WHAT THE TASK ASKS:
Retype the records below verbatim, starting at the line that contains "Can you find the tree?" and ending with the line that contains "136], [385, 123]]", both of those lines included.

INFORMATION SUPPLIED:
***
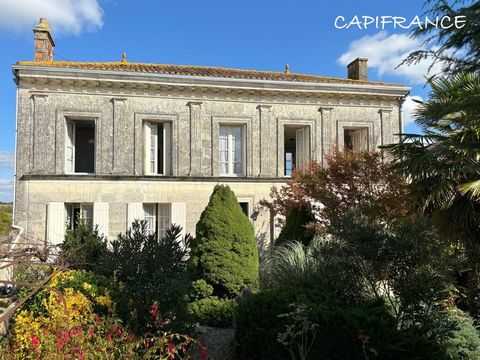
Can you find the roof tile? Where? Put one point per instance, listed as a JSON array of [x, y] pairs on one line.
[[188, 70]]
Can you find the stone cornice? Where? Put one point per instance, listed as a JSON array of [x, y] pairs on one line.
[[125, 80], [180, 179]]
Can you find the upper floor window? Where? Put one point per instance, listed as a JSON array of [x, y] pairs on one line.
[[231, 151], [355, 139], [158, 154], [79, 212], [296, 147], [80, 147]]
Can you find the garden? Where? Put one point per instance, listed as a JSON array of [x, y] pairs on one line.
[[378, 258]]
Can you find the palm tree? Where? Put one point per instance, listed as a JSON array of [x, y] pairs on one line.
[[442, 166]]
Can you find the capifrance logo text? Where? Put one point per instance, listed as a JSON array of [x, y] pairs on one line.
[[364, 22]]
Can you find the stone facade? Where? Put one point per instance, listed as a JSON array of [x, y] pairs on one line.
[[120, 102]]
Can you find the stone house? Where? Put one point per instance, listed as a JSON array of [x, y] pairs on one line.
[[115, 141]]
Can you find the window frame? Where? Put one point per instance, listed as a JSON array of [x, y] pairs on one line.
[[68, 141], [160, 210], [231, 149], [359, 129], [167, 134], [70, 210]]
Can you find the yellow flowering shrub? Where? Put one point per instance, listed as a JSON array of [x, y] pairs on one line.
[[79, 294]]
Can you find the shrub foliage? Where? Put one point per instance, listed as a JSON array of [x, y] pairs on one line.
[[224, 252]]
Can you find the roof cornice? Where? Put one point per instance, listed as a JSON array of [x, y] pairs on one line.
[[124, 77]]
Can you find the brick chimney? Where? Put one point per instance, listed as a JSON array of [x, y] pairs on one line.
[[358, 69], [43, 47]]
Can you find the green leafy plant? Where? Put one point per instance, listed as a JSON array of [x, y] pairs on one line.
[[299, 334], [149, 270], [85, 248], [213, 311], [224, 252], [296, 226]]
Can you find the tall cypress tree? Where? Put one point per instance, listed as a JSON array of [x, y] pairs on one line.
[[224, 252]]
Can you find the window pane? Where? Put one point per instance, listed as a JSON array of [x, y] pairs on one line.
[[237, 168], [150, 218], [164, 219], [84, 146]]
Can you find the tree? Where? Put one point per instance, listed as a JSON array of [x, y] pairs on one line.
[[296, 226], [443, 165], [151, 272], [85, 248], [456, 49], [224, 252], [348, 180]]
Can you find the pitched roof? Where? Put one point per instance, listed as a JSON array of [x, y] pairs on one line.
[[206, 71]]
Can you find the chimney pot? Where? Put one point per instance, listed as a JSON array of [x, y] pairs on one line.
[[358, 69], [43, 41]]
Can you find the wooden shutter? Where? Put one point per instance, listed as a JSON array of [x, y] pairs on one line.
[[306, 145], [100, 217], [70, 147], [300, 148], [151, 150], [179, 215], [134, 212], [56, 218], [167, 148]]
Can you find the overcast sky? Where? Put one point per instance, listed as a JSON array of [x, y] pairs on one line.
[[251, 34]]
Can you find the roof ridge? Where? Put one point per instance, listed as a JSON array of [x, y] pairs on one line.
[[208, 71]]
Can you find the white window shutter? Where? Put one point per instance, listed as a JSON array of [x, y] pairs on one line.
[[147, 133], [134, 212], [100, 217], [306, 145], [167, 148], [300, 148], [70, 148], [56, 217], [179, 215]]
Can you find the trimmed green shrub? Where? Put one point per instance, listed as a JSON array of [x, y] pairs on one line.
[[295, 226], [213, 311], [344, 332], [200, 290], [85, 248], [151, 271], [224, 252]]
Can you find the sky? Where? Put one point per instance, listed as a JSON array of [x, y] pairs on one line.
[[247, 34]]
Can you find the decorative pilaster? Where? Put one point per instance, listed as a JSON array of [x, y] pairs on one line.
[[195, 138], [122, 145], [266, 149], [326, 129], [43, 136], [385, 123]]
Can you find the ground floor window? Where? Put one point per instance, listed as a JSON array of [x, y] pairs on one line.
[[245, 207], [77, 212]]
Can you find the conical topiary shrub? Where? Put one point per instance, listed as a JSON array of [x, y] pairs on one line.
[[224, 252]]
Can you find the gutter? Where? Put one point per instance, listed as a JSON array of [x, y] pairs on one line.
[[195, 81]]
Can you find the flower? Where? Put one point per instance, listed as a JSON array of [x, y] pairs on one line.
***
SOLVED EXERCISE:
Can you find the tree? Where? Put one point per instance, listed as a JSON array of [x, y] pairs on one line.
[[296, 226], [443, 165], [151, 272], [85, 248], [456, 49], [224, 252], [348, 180]]
Can you find the pitched roof? Where? Put one point per instance, listed as a JSON array of [x, y] pairs on one line.
[[206, 71]]
Can you find the chimney pot? Where? Put one point per instance, listed as a JSON array of [x, y] pairs on one line.
[[358, 69], [43, 41]]
Can you find the wooden shutter? Where? Put one point per instance, listed as a JSON array of [x, y] pairs on one line.
[[306, 145], [100, 217], [70, 147], [300, 148], [151, 150], [179, 215], [134, 212], [56, 218], [167, 148]]
Can you find the overcast sky? Where? Put one point per instance, listed as a JSON array of [x, y] pairs on one line.
[[251, 34]]
Can you find the roof ridge? Where? Put one point per instance, listed as a JSON array of [x, y] pairs on one line.
[[208, 71]]
Can you find the white window shutter? Where? Put one point per instance, listed as a JSON array of [x, y] pairs on one line.
[[147, 133], [134, 212], [100, 217], [306, 145], [167, 148], [300, 148], [70, 148], [56, 217], [179, 215]]
Can you find the trimmed green shrub? Where? Put one point per instance, listed as a JSON array of [x, y] pairs on one line.
[[295, 226], [213, 311], [344, 332], [200, 290], [85, 248], [151, 271], [224, 252]]
Can you find the sky? Where? Put one point per instance, listed as a JSON array of [x, y] pairs on one line.
[[247, 34]]
Can you find the decorative pilaster? Where? Put one point per instance, listed as a JSON array of [x, y] pairs on one line.
[[195, 138], [122, 145], [266, 149], [326, 129], [43, 136], [385, 123]]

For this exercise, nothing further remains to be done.